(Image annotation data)
·····

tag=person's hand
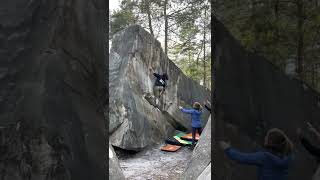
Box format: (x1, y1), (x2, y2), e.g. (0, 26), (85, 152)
(307, 122), (317, 132)
(219, 141), (231, 150)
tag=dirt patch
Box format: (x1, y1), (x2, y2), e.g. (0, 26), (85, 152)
(119, 144), (192, 180)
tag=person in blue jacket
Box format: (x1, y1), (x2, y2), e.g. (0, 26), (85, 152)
(179, 102), (202, 147)
(219, 128), (293, 180)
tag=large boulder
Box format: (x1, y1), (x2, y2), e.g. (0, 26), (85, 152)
(109, 25), (210, 151)
(213, 18), (320, 180)
(109, 144), (125, 180)
(197, 163), (211, 180)
(0, 0), (107, 180)
(181, 116), (211, 180)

·····

Task directions.
Recast the data above as a Markdown table with the columns "Row" and "Line," where each non-blank line gets its own numbered row. Leave the pictures out of the table.

Completed exercise.
| Row | Line |
|---|---|
| 1 | tag=person's hand |
| 2 | Box format: (x1, y1), (x2, y2), e.g. (0, 26), (85, 152) |
| 3 | (307, 122), (317, 132) |
| 4 | (219, 141), (231, 150) |
| 5 | tag=dirt patch |
| 6 | Box format: (x1, y1), (x2, y2), e.g. (0, 26), (85, 152) |
| 7 | (119, 144), (192, 180) |
| 8 | tag=person in blue jacket |
| 9 | Box format: (x1, y1), (x2, y2), e.g. (0, 26), (85, 152) |
| 10 | (179, 102), (202, 147) |
| 11 | (219, 128), (293, 180) |
| 12 | tag=large boulder |
| 13 | Box format: (x1, y1), (x2, y2), e.g. (0, 26), (85, 152) |
| 14 | (109, 25), (210, 151) |
| 15 | (213, 18), (320, 180) |
| 16 | (109, 144), (125, 180) |
| 17 | (197, 163), (211, 180) |
| 18 | (0, 0), (107, 180) |
| 19 | (181, 116), (211, 180) |